• TASK DATA:
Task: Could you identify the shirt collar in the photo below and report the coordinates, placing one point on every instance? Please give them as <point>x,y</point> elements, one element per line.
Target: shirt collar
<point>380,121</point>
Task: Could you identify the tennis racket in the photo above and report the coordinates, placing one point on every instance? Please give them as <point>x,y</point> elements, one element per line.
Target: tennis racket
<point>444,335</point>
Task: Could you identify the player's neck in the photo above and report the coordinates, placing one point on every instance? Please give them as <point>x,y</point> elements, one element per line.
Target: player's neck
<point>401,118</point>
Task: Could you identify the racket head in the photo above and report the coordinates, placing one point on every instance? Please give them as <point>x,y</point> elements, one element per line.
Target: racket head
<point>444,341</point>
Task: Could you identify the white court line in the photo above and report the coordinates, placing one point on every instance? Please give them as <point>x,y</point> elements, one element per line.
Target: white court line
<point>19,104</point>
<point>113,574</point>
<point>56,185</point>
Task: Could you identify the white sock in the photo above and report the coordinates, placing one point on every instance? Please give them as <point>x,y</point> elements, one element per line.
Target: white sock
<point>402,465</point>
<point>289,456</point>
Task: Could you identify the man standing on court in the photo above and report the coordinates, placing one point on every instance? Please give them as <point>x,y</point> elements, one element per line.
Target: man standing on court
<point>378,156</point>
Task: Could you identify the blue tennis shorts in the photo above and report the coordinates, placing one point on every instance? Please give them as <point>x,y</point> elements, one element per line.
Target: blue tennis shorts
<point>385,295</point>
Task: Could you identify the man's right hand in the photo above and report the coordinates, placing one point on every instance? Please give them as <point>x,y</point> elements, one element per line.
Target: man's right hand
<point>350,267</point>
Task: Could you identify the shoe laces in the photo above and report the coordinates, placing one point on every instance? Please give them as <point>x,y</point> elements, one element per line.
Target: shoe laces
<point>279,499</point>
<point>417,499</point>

• TASK DIRECTIONS:
All of the material above should be printed again exactly as it is.

• RESULT OF THIS TASK:
Task: Could you identify the shirt collar in the photo below and report the coordinates, placing one point on every instance? Please give them as <point>x,y</point> elements, one element per line.
Target: shirt collar
<point>380,121</point>
Task: Could you identify the tennis racket in the photo above and report the coordinates, placing one point on every instance? Please give them as <point>x,y</point> elements, one element per line.
Target: tennis racket
<point>444,335</point>
Task: Could you identify the player's neck in the photo above and report the coordinates, placing one point on every instance? Please give them as <point>x,y</point> elements, one element per line.
Target: player's neck
<point>401,118</point>
Task: Could you identify the racket head in the photo above and report the coordinates, placing one point on every instance? Please give them as <point>x,y</point> elements, one element per line.
Target: racket head
<point>444,341</point>
Task: Could you identify the white court line in the photo above and report the coordinates, placing one point on every instance? Please give them as <point>x,y</point> elements, one element per line.
Target: white court line
<point>19,104</point>
<point>113,574</point>
<point>56,185</point>
Task: Could you identify the white sock in the photo above and report the coordinates, placing one point on every instance? Please give them as <point>x,y</point> elements, one element per line.
Target: white sock
<point>402,465</point>
<point>289,456</point>
Task: Could you identify the man standing on court in the photo above and report the coordinates, placing one point on every instance? Please give them as <point>x,y</point> elements, one element per line.
Target: man standing on court
<point>378,156</point>
Task: Could you identify the blue tennis shorts in the photo above and report the coordinates, placing one point on every instance? Please give them as <point>x,y</point> elements, one element per line.
Target: blue tennis shorts
<point>385,295</point>
Task: Could you identify the man's right hand in the photo above and report the coordinates, placing one point on every instance? Please give them as <point>x,y</point> elements, one element per line.
Target: man's right hand
<point>350,267</point>
Task: Could you identify the shoe laces in the photo above and report the coordinates, placing one point on every instance? Please give them as <point>x,y</point> elements, one element per line.
Target: shoe laces
<point>279,499</point>
<point>417,499</point>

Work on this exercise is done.